# Where to find quality pleather and suede? Recaro Trophies



## Zorba2.0 (Jan 28, 2005)

*Where to find quality pleather and suede? Recaro Trophies :Updated with finished product!*

I want to re-upholster my Trophies but I can't any decent fabrics online. I'm looking to get a synthetic leather like what's in the 99+ A4's for the sides and a grey suede for the center. Anyone got a good link? I couldn't find much on Jo-Ann's online either. tia








The passenger side right bolster is torn even more than the left which is why I want to re-do them.


_Modified by Zorba2.0 at 6:01 PM 8-27-2008_


----------



## psychoactive (Jan 1, 2007)

*Re: Where to find quality pleather and suede? Recaro Trophies (Zorba2.0)*

hey man, I work at a furniture store. We have quite a few different brands of upholstery, and each brand has 100-??? fabrics. If you got a furniture store close by go check it out and see if they will order yardage for you. The best thing is it's for upholstery, so it'll work great for daily use.


----------



## where_2 (Jul 21, 2003)

*Re: Where to find quality pleather and suede? Recaro Trophies (Zorba2.0)*

If you visit an actual JoAnns store, you might actually find some synthetic leather that looks pretty good for $30/yd. If you get on their mailing list, you get discount coupons for 40% off which will make the project more reasonable... 
I bought a few yards of Black for a Corrado project... Covered the sliding shade on the sunroof with a chunk. Bought enough to do some seat parts too. 
When you actually go to do this job, also get some polyester quilt batting to help poof up the final product when you put it on the seats. Saves having wrinkles where you don't want them. Once you start reassembly, you'll see what I mean... 
Here's a run down on what the project will be like, although some fabrics may be more forgiving than leather: http://forums.vwvortex.com/zerothread?id=3314208
Here's where to get the hog ring pliers if you don't want to do the tie wraps: http://www.sjdiscounttools.com/kd3702.html I've got a set from SJDiscount sitting on my kitchen bar waiting for the project to proceed. I would advise against using the ordinary white tie wraps (they don't have much UV inhibitor in them and will break over time.) Use the black ones with a metal catch peg if you use tie wraps at all. 
If you need any foam parts, check with this guy: http://forums.vwvortex.com/zerothread?id=3132600


----------



## Zorba2.0 (Jan 28, 2005)

*Re: Where to find quality pleather and suede? Recaro Trophies (where_2)*

Thanks for the input, went to the actual Jo-Ann store in town and found some nice black pleather from 14.99 on up to $30 a yard. They even had a brand I had found online called "Rave." No luck on a dark grey suede though, but I may go with a dark green. Anyone know how many yards would be needed for a set of seats? I was thinking 4 yards of the leather and 2 for the middle total.


----------



## where_2 (Jul 21, 2003)

§ **SOURCE MATERIAL**
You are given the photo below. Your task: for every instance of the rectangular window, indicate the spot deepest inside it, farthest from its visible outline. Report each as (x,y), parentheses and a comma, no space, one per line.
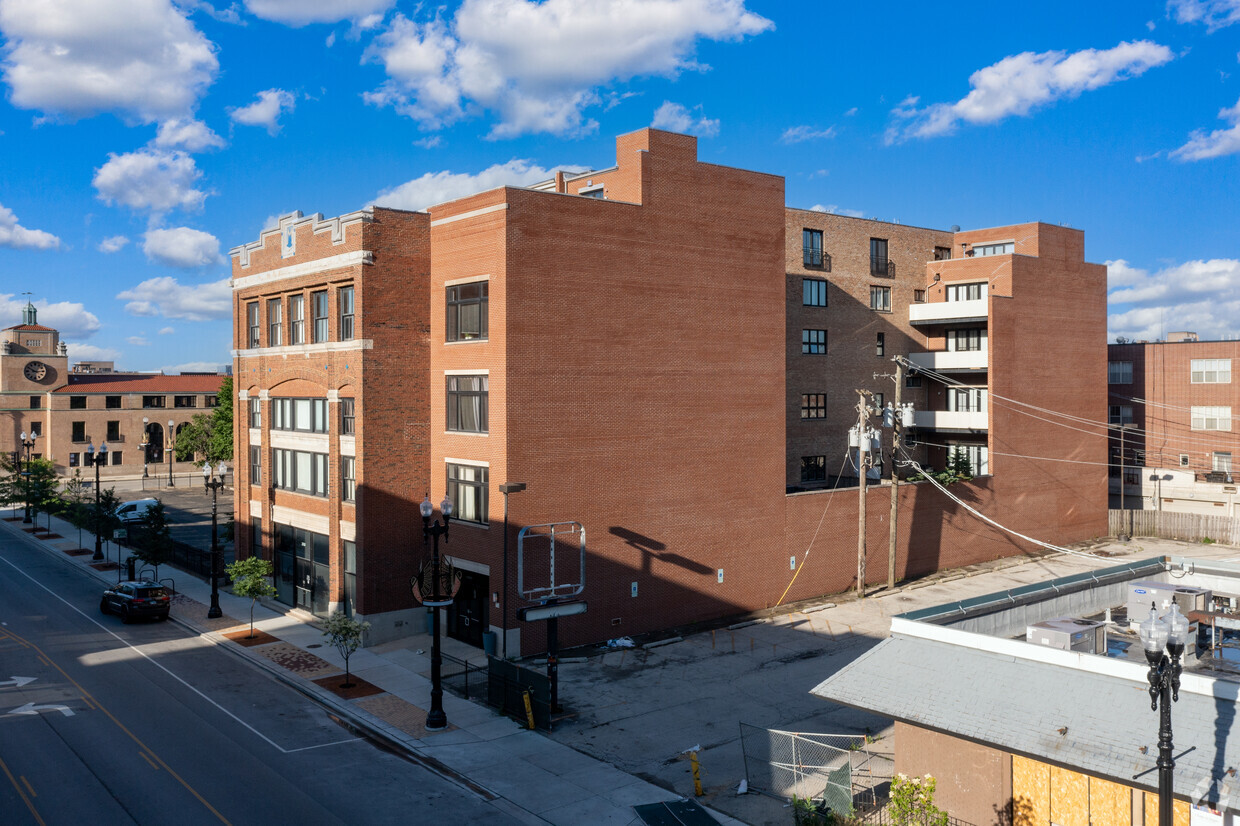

§ **REQUIREMENT**
Copy word for word the stretch of the Recaro Trophies thread from "## psychoactive (Jan" to "for daily use.". Rely only on the forum thread about reupholstering Recaro Trophy seats.

§ **EXERCISE RESPONSE**
## psychoactive (Jan 1, 2007)

*Re: Where to find quality pleather and suede? Recaro Trophies (Zorba2.0)*

hey man, I work at a furniture store. We have quite a few different brands of upholstery, and each brand has 100-??? fabrics. If you got a furniture store close by go check it out and see if they will order yardage for you. The best thing is it's for upholstery, so it'll work great for daily use.